> _How to complete this task_: Collect every line of the records below that contains the word "white".

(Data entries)

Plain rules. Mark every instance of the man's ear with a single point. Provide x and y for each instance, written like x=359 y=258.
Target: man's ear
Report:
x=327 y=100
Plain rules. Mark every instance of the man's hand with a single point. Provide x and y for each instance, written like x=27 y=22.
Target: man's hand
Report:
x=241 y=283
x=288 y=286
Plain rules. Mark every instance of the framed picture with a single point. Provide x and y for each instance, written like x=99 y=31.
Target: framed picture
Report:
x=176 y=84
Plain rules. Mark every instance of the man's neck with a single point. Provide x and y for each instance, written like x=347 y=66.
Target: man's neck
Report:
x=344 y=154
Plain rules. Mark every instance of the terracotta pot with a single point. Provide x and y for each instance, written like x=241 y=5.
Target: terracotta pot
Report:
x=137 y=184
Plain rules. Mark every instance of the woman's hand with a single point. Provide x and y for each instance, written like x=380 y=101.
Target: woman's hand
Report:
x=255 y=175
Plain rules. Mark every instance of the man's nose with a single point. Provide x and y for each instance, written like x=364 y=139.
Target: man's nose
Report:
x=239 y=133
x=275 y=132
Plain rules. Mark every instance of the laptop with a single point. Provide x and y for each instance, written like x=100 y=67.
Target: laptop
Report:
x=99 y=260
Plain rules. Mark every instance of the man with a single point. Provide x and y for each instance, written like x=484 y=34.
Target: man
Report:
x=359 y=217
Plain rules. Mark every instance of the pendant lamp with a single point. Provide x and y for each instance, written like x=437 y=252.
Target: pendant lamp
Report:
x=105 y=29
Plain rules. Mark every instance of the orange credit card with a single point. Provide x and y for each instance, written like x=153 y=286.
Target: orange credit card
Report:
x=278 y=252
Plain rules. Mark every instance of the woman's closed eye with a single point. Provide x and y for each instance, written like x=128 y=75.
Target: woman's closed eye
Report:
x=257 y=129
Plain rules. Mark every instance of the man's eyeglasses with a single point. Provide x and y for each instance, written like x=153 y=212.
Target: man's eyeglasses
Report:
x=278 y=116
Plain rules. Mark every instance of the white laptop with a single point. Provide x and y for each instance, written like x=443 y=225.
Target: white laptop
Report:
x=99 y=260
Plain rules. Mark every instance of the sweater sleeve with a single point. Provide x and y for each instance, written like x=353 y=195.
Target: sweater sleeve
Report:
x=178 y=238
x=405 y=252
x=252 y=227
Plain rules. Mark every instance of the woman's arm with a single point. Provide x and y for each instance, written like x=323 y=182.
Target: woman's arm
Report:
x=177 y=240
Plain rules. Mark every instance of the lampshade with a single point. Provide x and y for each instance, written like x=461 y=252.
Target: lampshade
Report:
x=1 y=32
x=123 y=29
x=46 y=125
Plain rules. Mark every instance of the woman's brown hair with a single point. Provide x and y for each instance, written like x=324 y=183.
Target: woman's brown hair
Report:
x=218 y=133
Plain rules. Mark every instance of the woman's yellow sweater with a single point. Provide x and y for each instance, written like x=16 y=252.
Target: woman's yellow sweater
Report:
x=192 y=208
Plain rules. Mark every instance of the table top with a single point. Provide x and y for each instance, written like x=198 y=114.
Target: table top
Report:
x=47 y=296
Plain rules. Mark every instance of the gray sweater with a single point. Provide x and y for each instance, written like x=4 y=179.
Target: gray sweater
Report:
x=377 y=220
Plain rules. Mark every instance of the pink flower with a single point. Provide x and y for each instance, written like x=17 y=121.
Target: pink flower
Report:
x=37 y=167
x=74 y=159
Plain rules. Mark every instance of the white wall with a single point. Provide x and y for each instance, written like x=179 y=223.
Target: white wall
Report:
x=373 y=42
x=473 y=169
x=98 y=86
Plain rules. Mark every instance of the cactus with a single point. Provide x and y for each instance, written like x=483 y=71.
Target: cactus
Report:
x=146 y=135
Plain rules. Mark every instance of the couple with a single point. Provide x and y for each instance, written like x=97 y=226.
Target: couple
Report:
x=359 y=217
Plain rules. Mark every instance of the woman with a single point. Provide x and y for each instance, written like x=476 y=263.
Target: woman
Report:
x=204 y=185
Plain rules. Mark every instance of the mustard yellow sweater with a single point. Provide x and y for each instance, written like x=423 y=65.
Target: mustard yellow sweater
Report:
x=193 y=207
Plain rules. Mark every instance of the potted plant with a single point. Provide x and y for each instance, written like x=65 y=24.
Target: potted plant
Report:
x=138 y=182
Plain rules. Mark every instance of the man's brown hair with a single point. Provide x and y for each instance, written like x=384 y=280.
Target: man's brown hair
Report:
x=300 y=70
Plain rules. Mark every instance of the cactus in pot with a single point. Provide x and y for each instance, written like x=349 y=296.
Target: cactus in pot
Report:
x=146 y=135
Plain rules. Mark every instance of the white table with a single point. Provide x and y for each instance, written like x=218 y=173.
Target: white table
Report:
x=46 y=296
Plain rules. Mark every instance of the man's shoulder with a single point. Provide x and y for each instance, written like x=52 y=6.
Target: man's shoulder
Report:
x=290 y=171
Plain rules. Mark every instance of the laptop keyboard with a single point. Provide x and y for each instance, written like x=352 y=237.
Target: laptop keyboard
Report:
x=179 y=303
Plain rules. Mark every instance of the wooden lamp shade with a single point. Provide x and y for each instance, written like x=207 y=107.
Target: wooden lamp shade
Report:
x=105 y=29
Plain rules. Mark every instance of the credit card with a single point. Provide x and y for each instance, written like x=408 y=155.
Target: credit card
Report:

> _Response_:
Plain rules. Mark every instance of the white laptop with a single point. Provide x and y for each instance, written like x=443 y=225.
Target: white laptop
Plain rules. Mark every instance of the white wall with a single point. Provide x and y for each instance, written like x=179 y=223.
Target: white wall
Plain rules. Mark every instance of the white table with a single point. Provide x and y for each instance, written like x=218 y=173.
Target: white table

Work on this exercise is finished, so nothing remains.